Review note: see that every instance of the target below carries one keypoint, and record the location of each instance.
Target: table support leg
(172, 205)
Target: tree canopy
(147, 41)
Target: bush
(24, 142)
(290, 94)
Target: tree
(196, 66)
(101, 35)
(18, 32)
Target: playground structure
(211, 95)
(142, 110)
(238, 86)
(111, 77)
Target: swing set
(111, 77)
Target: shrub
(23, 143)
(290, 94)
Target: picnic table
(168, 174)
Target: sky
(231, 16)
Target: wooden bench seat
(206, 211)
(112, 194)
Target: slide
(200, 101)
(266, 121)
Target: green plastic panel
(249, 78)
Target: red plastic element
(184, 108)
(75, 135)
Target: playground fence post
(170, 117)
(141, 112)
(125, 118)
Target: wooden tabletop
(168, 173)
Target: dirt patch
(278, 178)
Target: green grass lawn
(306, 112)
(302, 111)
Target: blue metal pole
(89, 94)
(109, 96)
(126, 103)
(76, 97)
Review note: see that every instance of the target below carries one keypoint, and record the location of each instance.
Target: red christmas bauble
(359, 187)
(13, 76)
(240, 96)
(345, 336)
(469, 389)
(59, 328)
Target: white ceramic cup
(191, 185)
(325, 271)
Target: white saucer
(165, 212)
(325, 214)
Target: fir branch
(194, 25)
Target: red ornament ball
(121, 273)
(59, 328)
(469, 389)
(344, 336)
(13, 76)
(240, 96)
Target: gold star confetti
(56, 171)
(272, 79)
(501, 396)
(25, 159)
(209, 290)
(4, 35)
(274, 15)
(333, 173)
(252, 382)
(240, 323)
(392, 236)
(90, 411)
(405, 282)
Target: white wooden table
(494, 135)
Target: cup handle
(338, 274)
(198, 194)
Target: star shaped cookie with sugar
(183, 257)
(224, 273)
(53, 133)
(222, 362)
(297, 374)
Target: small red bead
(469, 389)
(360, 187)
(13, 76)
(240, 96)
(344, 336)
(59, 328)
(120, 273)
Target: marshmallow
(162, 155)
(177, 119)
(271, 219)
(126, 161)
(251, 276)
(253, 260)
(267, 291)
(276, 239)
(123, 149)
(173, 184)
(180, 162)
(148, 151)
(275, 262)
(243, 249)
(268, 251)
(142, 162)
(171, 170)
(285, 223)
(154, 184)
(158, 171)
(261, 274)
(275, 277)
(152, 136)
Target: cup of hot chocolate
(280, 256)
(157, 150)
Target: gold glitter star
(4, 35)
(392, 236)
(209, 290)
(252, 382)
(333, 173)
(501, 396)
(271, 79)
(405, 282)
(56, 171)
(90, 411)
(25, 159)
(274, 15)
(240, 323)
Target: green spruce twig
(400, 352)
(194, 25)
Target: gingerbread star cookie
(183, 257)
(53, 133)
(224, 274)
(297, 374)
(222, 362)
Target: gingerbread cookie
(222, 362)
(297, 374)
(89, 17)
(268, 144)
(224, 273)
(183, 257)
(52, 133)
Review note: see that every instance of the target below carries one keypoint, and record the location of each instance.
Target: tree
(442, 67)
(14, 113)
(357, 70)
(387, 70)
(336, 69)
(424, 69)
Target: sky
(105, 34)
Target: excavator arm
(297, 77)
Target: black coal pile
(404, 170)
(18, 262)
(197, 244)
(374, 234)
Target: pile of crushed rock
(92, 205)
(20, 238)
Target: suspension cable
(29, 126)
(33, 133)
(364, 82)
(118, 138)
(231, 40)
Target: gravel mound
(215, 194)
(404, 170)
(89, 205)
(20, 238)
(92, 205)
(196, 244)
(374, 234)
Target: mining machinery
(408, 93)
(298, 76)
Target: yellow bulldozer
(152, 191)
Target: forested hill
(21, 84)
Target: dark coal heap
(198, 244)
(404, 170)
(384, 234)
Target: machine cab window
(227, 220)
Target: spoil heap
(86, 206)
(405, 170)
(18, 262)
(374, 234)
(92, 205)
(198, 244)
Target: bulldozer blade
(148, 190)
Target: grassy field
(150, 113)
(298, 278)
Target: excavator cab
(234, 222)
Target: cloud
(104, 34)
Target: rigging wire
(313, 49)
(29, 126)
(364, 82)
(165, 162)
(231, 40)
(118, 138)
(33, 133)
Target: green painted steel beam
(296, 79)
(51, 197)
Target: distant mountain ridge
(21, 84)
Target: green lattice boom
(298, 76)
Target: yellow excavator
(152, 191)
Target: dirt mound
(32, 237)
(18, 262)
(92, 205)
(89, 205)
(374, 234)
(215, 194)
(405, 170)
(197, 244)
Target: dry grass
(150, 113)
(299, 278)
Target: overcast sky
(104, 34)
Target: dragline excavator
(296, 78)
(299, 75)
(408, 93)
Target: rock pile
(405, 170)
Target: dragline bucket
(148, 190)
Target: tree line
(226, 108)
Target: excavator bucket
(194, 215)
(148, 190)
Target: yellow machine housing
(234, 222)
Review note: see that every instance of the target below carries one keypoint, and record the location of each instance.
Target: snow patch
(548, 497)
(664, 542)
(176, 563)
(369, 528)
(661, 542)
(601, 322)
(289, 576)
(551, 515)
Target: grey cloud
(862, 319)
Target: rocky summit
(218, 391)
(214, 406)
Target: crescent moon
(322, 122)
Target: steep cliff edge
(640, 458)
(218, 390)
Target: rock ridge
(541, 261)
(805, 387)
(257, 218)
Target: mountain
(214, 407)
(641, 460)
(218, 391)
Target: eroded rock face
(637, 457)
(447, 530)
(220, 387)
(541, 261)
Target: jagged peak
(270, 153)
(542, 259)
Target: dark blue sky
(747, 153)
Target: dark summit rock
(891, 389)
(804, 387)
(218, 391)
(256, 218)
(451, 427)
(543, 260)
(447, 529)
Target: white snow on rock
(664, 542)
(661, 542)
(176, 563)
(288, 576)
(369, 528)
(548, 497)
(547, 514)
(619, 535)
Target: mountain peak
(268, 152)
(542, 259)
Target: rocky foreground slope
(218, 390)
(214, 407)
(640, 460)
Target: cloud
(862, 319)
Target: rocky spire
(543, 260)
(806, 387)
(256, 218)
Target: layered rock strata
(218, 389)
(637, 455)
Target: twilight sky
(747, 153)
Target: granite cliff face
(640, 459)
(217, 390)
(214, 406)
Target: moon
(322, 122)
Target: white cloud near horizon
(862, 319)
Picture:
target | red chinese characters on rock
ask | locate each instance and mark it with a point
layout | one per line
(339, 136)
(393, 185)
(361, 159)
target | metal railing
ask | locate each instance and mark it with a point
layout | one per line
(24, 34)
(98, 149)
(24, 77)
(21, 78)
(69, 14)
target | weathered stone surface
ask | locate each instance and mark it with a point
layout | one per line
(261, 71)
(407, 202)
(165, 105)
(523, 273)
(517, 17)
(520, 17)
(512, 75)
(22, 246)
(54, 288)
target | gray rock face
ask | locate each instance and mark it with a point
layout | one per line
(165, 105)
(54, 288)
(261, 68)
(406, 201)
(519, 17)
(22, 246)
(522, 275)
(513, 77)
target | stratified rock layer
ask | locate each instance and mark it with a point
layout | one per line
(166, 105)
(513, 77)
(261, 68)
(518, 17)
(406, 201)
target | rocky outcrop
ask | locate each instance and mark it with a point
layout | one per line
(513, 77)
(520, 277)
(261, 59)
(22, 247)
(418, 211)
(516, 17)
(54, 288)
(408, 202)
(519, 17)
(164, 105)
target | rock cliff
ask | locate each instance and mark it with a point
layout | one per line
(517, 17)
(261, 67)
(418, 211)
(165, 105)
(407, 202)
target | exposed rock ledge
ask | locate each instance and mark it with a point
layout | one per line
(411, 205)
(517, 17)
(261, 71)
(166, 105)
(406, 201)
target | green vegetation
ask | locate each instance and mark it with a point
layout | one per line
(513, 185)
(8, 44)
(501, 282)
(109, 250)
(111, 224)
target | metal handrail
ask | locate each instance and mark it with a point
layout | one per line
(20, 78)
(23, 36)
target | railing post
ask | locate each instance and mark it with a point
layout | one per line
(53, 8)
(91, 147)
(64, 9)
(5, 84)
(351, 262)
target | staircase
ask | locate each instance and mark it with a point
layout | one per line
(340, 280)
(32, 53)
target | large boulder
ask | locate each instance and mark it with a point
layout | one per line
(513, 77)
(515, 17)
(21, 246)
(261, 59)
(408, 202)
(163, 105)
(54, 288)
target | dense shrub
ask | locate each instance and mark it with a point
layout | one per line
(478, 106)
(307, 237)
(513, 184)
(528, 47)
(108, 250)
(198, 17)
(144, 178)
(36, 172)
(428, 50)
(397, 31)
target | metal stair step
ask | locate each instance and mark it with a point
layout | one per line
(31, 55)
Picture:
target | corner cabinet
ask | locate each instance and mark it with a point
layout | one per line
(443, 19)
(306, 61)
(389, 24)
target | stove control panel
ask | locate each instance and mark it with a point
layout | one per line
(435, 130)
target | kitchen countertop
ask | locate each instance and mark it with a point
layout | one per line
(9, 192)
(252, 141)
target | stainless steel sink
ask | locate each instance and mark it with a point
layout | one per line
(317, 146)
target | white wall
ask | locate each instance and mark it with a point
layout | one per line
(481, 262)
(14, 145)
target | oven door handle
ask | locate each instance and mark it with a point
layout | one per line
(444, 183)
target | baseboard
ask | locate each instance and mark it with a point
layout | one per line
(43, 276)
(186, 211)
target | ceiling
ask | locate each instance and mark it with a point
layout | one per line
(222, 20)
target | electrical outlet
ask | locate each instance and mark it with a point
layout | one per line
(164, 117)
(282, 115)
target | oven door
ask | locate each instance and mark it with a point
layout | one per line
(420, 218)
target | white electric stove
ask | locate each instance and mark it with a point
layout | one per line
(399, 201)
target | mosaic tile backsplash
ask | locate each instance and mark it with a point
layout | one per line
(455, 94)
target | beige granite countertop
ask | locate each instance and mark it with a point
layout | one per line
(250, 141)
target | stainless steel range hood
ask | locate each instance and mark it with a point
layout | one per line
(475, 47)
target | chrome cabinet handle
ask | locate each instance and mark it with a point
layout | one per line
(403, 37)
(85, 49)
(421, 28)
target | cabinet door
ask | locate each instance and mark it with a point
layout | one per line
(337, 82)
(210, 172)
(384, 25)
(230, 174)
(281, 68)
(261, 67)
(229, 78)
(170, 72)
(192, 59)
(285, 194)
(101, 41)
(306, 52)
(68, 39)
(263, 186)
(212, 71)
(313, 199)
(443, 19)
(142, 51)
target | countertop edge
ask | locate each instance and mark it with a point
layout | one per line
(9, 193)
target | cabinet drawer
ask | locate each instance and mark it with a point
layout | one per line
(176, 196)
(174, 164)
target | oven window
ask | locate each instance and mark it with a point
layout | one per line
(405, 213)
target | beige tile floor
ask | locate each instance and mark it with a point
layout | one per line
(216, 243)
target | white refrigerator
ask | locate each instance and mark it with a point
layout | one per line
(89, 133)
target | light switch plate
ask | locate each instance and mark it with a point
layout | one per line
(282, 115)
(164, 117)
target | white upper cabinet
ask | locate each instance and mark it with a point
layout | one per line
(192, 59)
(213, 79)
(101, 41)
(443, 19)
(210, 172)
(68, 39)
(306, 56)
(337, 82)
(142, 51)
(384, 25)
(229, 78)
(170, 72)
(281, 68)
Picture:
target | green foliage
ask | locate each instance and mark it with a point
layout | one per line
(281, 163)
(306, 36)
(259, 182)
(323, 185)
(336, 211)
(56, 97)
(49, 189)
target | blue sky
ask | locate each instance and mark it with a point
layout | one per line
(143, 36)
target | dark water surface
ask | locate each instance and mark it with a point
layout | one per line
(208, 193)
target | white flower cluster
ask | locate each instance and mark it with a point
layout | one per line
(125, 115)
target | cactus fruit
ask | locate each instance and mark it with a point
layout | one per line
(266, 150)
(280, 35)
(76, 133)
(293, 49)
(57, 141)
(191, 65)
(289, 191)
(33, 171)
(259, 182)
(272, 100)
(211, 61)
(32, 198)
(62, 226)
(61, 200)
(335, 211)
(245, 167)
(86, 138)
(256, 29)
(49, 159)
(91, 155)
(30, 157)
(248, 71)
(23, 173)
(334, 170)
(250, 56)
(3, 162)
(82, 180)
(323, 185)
§
> What is required
Rewrite the records between the line holding "target | dark water surface" and the end of the records, inclusive, as a two-column CSV with the columns request and answer: one row for each request, with its text and its answer each in a single quoted field and line breaks turned into spaces.

> Answer for the task
request,answer
"target | dark water surface ask | locate each instance and mark it with a point layout | one per line","(208, 193)"
"target | white flower cluster ask | locate each instance and mark it with a point layout | one per line","(125, 115)"
"target | cactus fruit ask | locate each instance and mark it with a point layout | one per line","(266, 150) (280, 35) (76, 133) (293, 49) (57, 141) (191, 65) (289, 191) (33, 171) (259, 182) (272, 100) (211, 61) (32, 198) (62, 226) (61, 200) (335, 211) (245, 167) (86, 138) (256, 29) (49, 159) (91, 155) (30, 157) (248, 71) (23, 173) (334, 170) (250, 56) (3, 162) (82, 180) (323, 185)"